• WHAT IS ASKED: Recast every one of the lines below as a JSON list of strings, with one string per line and any blank lines omitted.

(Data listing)
################
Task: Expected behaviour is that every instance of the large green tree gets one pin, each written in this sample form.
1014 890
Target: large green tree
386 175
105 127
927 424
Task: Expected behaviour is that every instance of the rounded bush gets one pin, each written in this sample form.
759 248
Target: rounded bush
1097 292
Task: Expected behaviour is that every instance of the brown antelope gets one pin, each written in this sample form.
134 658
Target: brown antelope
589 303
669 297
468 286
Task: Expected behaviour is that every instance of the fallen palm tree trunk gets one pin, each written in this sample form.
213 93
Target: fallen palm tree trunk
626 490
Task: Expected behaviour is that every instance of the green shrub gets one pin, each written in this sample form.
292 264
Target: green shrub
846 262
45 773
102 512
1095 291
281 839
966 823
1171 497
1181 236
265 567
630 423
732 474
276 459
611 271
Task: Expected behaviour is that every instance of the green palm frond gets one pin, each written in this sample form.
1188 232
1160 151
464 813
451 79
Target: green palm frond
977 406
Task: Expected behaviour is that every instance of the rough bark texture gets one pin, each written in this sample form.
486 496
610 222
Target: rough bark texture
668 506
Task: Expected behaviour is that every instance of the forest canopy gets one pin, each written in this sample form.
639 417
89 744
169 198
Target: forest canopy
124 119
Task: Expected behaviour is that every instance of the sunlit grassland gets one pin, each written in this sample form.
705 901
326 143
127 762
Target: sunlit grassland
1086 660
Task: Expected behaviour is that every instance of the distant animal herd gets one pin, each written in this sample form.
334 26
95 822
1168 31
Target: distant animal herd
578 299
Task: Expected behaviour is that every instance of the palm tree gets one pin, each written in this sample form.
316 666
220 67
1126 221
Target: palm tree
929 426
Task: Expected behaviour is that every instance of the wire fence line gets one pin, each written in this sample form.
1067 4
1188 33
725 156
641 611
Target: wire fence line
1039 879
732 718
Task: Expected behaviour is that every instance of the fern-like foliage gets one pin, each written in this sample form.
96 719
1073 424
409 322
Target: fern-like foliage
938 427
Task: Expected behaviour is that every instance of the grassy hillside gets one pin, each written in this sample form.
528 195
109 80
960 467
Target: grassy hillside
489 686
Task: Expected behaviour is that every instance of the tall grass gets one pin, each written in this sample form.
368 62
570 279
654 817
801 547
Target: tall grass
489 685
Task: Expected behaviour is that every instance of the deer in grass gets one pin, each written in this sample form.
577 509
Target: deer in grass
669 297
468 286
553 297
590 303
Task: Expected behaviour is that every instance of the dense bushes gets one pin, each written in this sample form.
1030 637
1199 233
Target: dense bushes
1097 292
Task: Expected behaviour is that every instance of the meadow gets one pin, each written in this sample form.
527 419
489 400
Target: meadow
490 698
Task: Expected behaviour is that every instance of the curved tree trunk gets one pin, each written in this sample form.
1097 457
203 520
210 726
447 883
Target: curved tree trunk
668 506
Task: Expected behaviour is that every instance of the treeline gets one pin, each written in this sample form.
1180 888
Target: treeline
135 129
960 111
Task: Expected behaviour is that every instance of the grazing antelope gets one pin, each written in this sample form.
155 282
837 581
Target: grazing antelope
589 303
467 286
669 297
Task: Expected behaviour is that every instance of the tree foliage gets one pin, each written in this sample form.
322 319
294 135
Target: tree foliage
################
• OUTPUT BELOW:
[
  "Task: Expected behaviour is that every instance of the large green tree gets one pin, each written in this sample form.",
  "1014 890",
  "Target: large green tree",
  "386 175",
  "105 127",
  "927 424",
  "Task: Expected behaviour is that every instance of the rounded bush gets one pin, each written in this sample form.",
  "759 248",
  "Target: rounded bush",
  "1097 292",
  "Task: Expected behaviour is that every instance of the brown antelope gets one pin, each written in this sample form.",
  "134 658",
  "Target: brown antelope",
  "589 303",
  "669 297",
  "468 286",
  "Task: Expected behaviour is that every instance of the fallen palm tree trunk gets one pin, each written in this sample form.",
  "213 93",
  "Target: fallen palm tree trunk",
  "626 490",
  "Task: Expected behaviour is that every instance of the green shrub gets one pin, each written in this sample form.",
  "292 264",
  "Target: green shrub",
  "846 262",
  "45 773",
  "102 512",
  "1095 291",
  "281 839",
  "966 823",
  "1171 497",
  "1181 236",
  "265 567",
  "630 423",
  "732 474",
  "276 459",
  "611 271",
  "Task: Expected behaviour is that every instance of the green palm frond gets one pin, each written in this sample form.",
  "1188 232",
  "1160 151",
  "464 813",
  "451 79",
  "Target: green palm frond",
  "977 406",
  "Task: Expected behaviour is that every instance of the rough bark texture gets one pin, each written in this sample form.",
  "486 496",
  "610 222",
  "Target: rough bark texture",
  "668 506",
  "Task: Expected behaviour is that every instance of the forest canopy gets one pin, each written in this sample form.",
  "639 417",
  "89 744",
  "169 198",
  "Target: forest canopy",
  "124 119",
  "Task: Expected behaviour is that every instance of the sunlit grassland gets one pin, each written in this sample form.",
  "705 901",
  "326 143",
  "127 762",
  "Target: sunlit grassland",
  "1086 660",
  "Task: Expected behaviour is that every instance of the distant animal herd gets one pin, each written in this sample form.",
  "334 26",
  "95 822",
  "1168 31",
  "Target: distant animal herd",
  "578 299",
  "Task: Expected behaviour is that every instance of the palm tree gets one pin, each written in this sample form.",
  "316 666",
  "220 67",
  "1126 221",
  "Target: palm tree",
  "929 426",
  "Task: Expected behaviour is that every instance of the wire fence line gets one pin, each written in this sample form.",
  "1067 4",
  "1188 33",
  "725 156",
  "641 611",
  "Target: wire fence line",
  "1039 879",
  "732 718",
  "Task: Expected behaviour is that every instance of the fern-like foliage gets one pin, each written in this sample form.",
  "96 719",
  "1073 424",
  "409 322",
  "Target: fern-like foliage",
  "938 427",
  "Task: Expected behaviour is that every instance of the grassy hillside gets one pin, each written in this sample form.",
  "528 195",
  "109 80",
  "960 467",
  "Target: grassy hillside",
  "489 686",
  "Task: Expected behaviour is that every instance of the tall grass gets one pin, each written in this sample form.",
  "368 62",
  "570 279",
  "654 817",
  "801 547",
  "Target: tall grass",
  "489 685",
  "Task: Expected behaviour is that every instance of the deer in grass gets one pin, each written in this sample form.",
  "577 509",
  "Target: deer in grass",
  "669 297",
  "468 286",
  "553 297",
  "590 303",
  "Task: Expected behaviour is that every instance of the dense bushes gets one pin, each written in this sample form.",
  "1030 637",
  "1199 233",
  "Target: dense bushes",
  "1097 292",
  "Task: Expected behaviour is that every instance of the meadow gets one pin, each written in this sample form.",
  "527 419",
  "489 400",
  "Target: meadow",
  "490 698",
  "Task: Expected behaviour is that every instance of the curved tree trunk gets one pin, each written in this sample form.",
  "1097 457",
  "203 520",
  "210 726",
  "447 883",
  "Target: curved tree trunk",
  "668 506",
  "Task: Expected behaviour is that every instance of the treeline gets one pin, each written in this sample form.",
  "1180 888",
  "Target: treeline",
  "135 129",
  "960 111",
  "Task: Expected behaviour is that every instance of the grazing antelope gets one pin, each written in this sample form.",
  "155 282",
  "837 581",
  "Target: grazing antelope",
  "589 303",
  "467 286",
  "669 297",
  "Task: Expected behaviour is that every instance of the tree foliage gets one pin, each written in this sample form.",
  "322 319",
  "294 135",
  "Target: tree foliage"
]